TASK DESCRIPTION: Copy the lines below, changing every "Mark a point" to "Place a dot" and keeping everything else the same.

GIVEN ENTRIES:
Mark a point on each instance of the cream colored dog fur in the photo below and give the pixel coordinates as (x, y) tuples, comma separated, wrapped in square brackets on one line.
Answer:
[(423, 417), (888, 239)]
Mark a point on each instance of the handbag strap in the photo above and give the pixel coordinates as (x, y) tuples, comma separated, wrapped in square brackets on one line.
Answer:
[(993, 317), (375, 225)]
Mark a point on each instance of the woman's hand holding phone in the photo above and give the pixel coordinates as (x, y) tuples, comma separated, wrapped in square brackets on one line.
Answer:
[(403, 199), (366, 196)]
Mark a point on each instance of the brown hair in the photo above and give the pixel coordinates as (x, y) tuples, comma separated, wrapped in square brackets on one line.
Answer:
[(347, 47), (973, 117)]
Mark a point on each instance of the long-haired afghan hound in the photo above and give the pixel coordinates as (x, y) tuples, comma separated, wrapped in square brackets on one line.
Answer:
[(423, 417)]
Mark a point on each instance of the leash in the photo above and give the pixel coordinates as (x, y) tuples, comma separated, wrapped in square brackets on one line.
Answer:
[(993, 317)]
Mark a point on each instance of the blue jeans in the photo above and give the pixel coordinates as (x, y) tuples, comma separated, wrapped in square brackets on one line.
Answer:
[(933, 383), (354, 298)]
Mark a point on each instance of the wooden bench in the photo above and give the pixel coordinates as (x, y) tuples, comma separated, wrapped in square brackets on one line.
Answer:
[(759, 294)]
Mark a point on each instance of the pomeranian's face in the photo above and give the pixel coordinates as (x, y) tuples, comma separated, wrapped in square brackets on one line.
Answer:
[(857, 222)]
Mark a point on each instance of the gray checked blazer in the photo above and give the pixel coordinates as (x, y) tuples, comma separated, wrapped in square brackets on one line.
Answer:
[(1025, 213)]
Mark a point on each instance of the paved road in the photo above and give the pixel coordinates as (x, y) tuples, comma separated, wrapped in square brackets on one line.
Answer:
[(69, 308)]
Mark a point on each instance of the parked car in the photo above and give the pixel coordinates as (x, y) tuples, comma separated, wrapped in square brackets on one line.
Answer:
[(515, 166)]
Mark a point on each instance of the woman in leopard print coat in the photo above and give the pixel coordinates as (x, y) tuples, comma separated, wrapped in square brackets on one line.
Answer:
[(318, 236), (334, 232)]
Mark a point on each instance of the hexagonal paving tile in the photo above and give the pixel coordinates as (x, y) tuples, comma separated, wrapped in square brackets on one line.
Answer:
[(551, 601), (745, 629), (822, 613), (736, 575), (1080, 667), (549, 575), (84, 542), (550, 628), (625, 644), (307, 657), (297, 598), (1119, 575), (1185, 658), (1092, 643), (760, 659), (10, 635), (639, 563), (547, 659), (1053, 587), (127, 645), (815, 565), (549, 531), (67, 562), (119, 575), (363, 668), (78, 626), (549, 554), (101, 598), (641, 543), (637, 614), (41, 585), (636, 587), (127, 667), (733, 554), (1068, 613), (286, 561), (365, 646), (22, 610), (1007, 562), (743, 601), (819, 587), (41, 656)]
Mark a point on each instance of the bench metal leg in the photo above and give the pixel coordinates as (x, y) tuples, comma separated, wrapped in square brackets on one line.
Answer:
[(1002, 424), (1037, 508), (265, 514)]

RESPONSE TO THE EXERCISE:
Place a dot on each instance of the cream colored dog fur in the photo below and give the pixel coordinates as (x, y) tuples, comma separated, wrapped in square brackets on one line.
Answer:
[(423, 417), (888, 239)]
Place a dot on each instance of the handbag strap in the photo above and give the pixel coordinates as (x, y) tuples, comma separated, wrapped in square brackets on one line.
Answer:
[(993, 317), (375, 225)]
Place a dot on each instance of the woman's hand holding phone in the photo above and give the pixel coordinates as (x, y) tuples, comma separated, wrapped in square brackets on one line.
Answer:
[(403, 199), (366, 196)]
Place a dot on each instance of the brown hair in the photo above and give the pixel coordinates as (x, y) tuples, comma separated, wrapped in square brackets on one line.
Answer:
[(347, 47), (973, 117)]
Place a dot on each instance of the long-haired afghan hound in the photo above and give the pixel coordinates as (x, y) tuples, comma separated, wrapped in square brackets on one line.
Answer:
[(423, 417)]
Place a dot on each instance of the leash in the photo above and give the pixel coordinates as (x, y) tuples, comma separated, wrapped in square brackets on one line.
Answer:
[(993, 317)]
Place a dot on each instance of the blue jeans in the photo above and give the pixel coordinates as (x, y) tuples, comma separated, wrapped in square brackets on one line.
Answer:
[(933, 383), (354, 298)]
Place a dot on each instance of the wooden bench in the photo above and give the pixel coordinates as (x, y) tuples, comma separated, wrapped in square brackets on one line.
Answer:
[(759, 294)]
Place a dot on each instance of the pomeranian's face in the photo above and give the pixel coordinates as (x, y) tuples, comma separated, wrapped in square brackets on one line.
Answer:
[(857, 222)]
Place a dot on each instance of the gray checked blazer in the photo above and give the pixel coordinates as (x, y) tuples, comma separated, wrapped in square brackets on one line.
Answer:
[(1025, 213)]
Place a dot on each instance of the paved road in the photo above and give the pixel coordinates as (x, y) tuples, comma separated, wrapped in square brackets on one line.
Answer:
[(69, 308)]
Place a dot on each instance of the parked car in the photo above and give the pixel coordinates as (x, y) tuples, comma separated, wrapped in square brackets on one line.
Answer:
[(515, 166)]
Place a dot on each instance of the woman in leopard print coat in the photo above and give the pixel coordinates as (x, y) tuples, comma separated, wrapped in square brackets on one line.
Answer:
[(318, 236), (334, 232)]
Place a dot on each instance of the hexagonal paving tile in the photo above and give the pixel coordinates as (x, y) tuples, comma separated, wrapped in square brackets on one line.
Answer:
[(551, 601), (745, 629), (822, 613), (736, 575), (1080, 667), (549, 575), (84, 542), (550, 628), (625, 644), (307, 657), (297, 598), (1119, 575), (1185, 658), (1092, 643), (760, 659), (10, 635), (639, 563), (547, 659), (1053, 587), (127, 645), (815, 565), (549, 531), (67, 562), (119, 575), (363, 668), (78, 626), (549, 554), (101, 598), (641, 543), (637, 614), (41, 585), (636, 587), (127, 667), (733, 554), (1068, 613), (286, 561), (365, 646), (22, 610), (1007, 562), (743, 601), (819, 587), (41, 656)]
Place a dot on each instance of the bench metal leg in the photo above and give the pixel coordinates as (x, y) tuples, comma separated, wrapped in square brackets on one line.
Answer:
[(1002, 424), (1037, 508), (265, 514)]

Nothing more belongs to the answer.